Work to be completed. Rescale the data from the line containing "green handheld object?" through the end of the data. Reproduce every line in that stretch, requests included, but multiply each box coordinate in the answers by 2.25 and round to whole numbers, with halves rounded up. Return only those lines.

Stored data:

▽

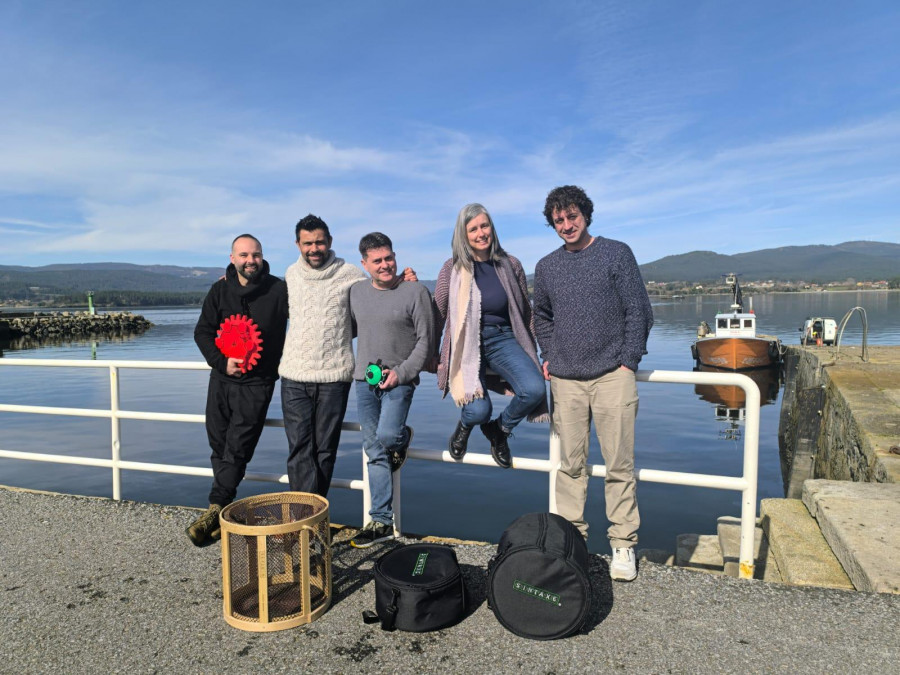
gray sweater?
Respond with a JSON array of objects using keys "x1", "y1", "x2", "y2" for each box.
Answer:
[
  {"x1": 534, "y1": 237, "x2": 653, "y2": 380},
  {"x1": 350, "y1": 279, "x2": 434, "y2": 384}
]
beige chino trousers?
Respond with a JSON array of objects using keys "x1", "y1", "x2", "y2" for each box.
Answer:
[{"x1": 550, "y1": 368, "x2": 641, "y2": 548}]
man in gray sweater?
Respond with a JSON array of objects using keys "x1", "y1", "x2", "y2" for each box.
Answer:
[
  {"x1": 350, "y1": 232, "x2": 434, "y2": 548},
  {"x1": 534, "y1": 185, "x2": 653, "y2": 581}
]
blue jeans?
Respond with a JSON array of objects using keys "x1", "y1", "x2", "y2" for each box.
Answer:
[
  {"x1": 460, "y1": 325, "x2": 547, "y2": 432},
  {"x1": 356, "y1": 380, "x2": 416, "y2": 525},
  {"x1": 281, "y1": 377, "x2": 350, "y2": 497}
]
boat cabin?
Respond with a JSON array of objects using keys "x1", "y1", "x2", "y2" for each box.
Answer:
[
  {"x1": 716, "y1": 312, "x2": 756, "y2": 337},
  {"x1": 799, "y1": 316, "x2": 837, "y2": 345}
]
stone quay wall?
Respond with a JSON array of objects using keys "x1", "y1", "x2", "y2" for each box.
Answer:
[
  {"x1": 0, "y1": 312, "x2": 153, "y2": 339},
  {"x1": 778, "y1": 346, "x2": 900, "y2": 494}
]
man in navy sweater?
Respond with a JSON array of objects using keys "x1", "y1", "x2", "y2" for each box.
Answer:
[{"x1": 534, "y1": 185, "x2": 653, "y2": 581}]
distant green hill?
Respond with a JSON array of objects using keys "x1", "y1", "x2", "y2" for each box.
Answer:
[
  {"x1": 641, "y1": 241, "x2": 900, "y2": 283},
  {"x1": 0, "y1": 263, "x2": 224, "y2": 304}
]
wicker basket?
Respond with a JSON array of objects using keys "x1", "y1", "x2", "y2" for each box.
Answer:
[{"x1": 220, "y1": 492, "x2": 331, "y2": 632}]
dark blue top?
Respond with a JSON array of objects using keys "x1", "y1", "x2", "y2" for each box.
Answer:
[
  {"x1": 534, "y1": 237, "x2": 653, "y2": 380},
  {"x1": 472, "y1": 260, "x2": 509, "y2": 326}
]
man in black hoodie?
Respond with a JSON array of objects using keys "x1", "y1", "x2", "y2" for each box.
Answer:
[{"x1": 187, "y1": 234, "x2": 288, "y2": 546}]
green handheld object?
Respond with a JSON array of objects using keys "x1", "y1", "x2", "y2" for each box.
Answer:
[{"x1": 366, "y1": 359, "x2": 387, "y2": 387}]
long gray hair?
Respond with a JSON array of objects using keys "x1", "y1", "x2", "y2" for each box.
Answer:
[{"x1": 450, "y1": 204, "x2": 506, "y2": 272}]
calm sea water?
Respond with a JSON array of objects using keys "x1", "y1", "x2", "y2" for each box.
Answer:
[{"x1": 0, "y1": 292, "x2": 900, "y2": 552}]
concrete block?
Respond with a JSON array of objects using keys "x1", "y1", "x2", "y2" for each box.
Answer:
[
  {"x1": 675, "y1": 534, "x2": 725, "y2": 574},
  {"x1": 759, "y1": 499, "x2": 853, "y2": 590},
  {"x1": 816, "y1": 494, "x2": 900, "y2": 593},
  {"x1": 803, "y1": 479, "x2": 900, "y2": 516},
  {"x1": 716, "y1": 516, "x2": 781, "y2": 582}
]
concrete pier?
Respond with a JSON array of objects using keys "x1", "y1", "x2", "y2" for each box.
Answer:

△

Full solution.
green handheld object?
Respond with a JSON array of objects using keys "x1", "y1", "x2", "y2" for each box.
Answer:
[{"x1": 824, "y1": 808, "x2": 871, "y2": 871}]
long gray hair?
Respond with a JSON array of objects using keys "x1", "y1", "x2", "y2" for each box.
Answer:
[{"x1": 1013, "y1": 459, "x2": 1139, "y2": 612}]
calm sea water?
Respond with a JSON array of objects using keys "x1", "y1", "x2", "y2" for each box.
Answer:
[{"x1": 0, "y1": 657, "x2": 2025, "y2": 1242}]
concrete block?
Respond with a JSON array of objects using keys "x1", "y1", "x2", "y2" for each box.
Answer:
[
  {"x1": 1519, "y1": 1202, "x2": 1631, "y2": 1292},
  {"x1": 1708, "y1": 1123, "x2": 1919, "y2": 1328},
  {"x1": 1836, "y1": 1112, "x2": 2025, "y2": 1334},
  {"x1": 1807, "y1": 1078, "x2": 2025, "y2": 1161},
  {"x1": 1611, "y1": 1161, "x2": 1757, "y2": 1310}
]
concrete pier?
Respond with a JSON array of objects using keys "x1", "y1", "x2", "y2" for each box.
Answer:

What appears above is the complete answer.